- _PASSAGE SHOWN_:
Name your load balancer

  1. Go to the Load balancing page in the Google Cloud Platform Console.
    Go to the Load balancing page
  2. Under HTTP(S) load balancing, click Start configuration.
  3. For the Name of the load balancer, enter web-map.

Backend configuration

Configure a backend service for each content type.

  1. Click Backend configuration.
  2. In the Create or select a backend service pull-down menu, select Create a backend service.
  3. Set the Name of the backend service to web-map-backend-service.
  4. Under Backends, set Instance group to www-resources.
  5. If traffic between the load balancer and the instances is to be HTTPS or HTTP/2, set Port numbers to 443. If traffic between the load balancer and the instances is to be HTTP, set Port numbers to 80.
  6. Leave the default values for rest of the fields.
  7. Under Health check, select Create a health check or Create another health check*.
    1. If you are creating an HTTP health check, set the following health check parameters:
      • Name to http-basic-check
      • Protocol to HTTP
      • Port to 80
    2. If you are creating an HTTPS health check, set the following health check parameters:
      • Name to https-basic-check
      • Protocol to HTTPS
      • Port to 443
    3. If you are creating an HTTP/2 health check, set the following health check parameters:
      • Name to http2-basic-check
      • Protocol to HTTP/2
      • Port to 443
  8. Click the Save and Continue button.
  9. In the middle column of the Backend Services screen, select Add backend
  10. Repeat the above steps, but name the second backend service video-service and assign the video-resources instance group to it.

Host and path rules

  1. In the left column of the screen, click Host and path rules.
  2. The first row is already populated with the default rule, which points to web-map-backend-service.

- _DATA BLOCK_:
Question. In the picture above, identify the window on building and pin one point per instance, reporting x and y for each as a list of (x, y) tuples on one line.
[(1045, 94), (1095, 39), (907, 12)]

- _TO BE DONE_: Copy word for word the part of the load balancer setup instructions that opens with the words containing "Name your load" and closes with "Click Backend configuration.". This data has no connection to the load balancer setup instructions.

- _THE SOLUTION_:
Name your load balancer

  1. Go to the Load balancing page in the Google Cloud Platform Console.
    Go to the Load balancing page
  2. Under HTTP(S) load balancing, click Start configuration.
  3. For the Name of the load balancer, enter web-map.

Backend configuration

Configure a backend service for each content type.

  1. Click Backend configuration.